• Document excerpt
□ □ □

George Crum, picture, image, illustration

The chef, George Crum, presents the difficult diner with his novel creation

We cannot, alas, sing the praises of the man or woman who first joined bacon to eggs or the unknown genius who married lamb to mint sauce. We can reveal, however, the name of the inventor of the potato crisp, confident in the knowledge that at least 90 per cent of “Look and Learn” readers will be pleased to know it and think kindly of the man the next time they nibble a crisp.

His name was Crum.

Actually, he invented the potato chip, for it happened in America, where crisps are confusingly known as chips. Those intending to visit the States will naturally wish to know how to ask for what the British call chips. They should banish all thoughts of the Mother Country and say with conviction: “French fried, please.”

But back to Crum. He was a Red Indian, an unlikely story for a start, but true, for this particular Red Man was the chef of a smart eating establishment at Saratoga Springs, New York State, called the Moon Lake Lodge.

Crum’s first name was George and he was a chief as well as a chef. This was a strong combination, for chefs are notoriously temperamental, and so are Indian Chiefs, not outwardly, perhaps, but certainly inwardly. They are not men who like being got at.

That night in 1853, George Crum was definitely being got at. One of the diners at Moon Lake Lodge, set in the heart of what was once Indian country, had just returned from a trip to Paris, and while in Gay Paree had been rather taken with the local French fried potatoes (our chips, if you recall), which were somewhat slimmer than the Yankee variety.

So when the returned wanderer was faced with some typically large American French fried, he got restive and sent them back to Indian George with a request that they should be made thinner.

The chef did as he was bid, but his replacement batch of French fried were still too thick for the newly refined palate of the traveller, who sent yet another single word message to the kitchen: “Thinner!”

□ □ □

• Information provided
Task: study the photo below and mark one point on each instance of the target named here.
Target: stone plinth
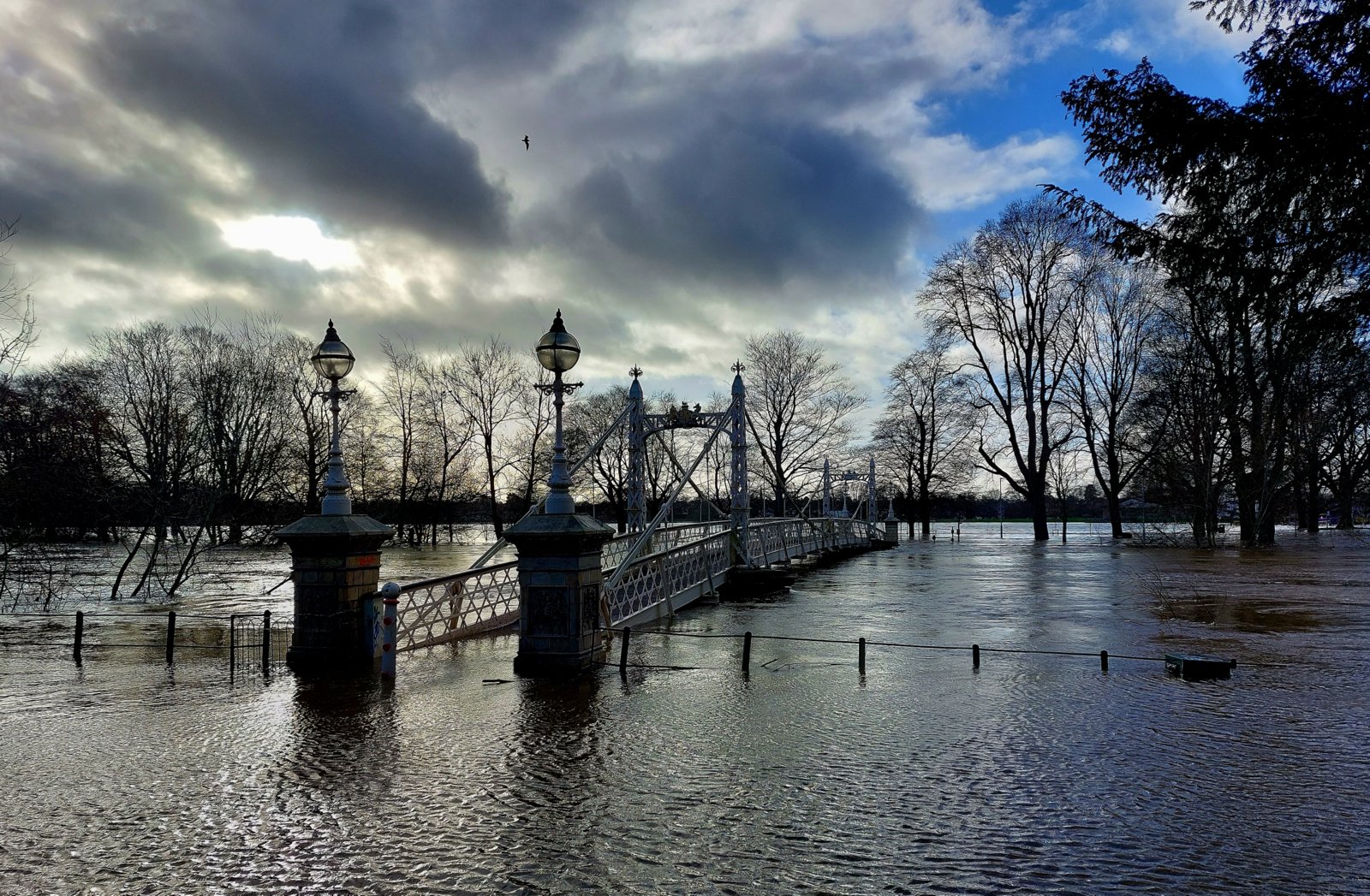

□ □ □

• Short exercise A
In the potato crisp article, in what town and state was the Moon Lake Lodge located?
• Short exercise B
Reproduce word for word the part of the potato crisp article that opens with the words containing "Crum’s first name" and closes with "like being got at.".

• Finished answer A
Saratoga Springs, New York State.

• Finished answer B
Crum’s first name was George and he was a chief as well as a chef. This was a strong combination, for chefs are notoriously temperamental, and so are Indian Chiefs, not outwardly, perhaps, but certainly inwardly. They are not men who like being got at.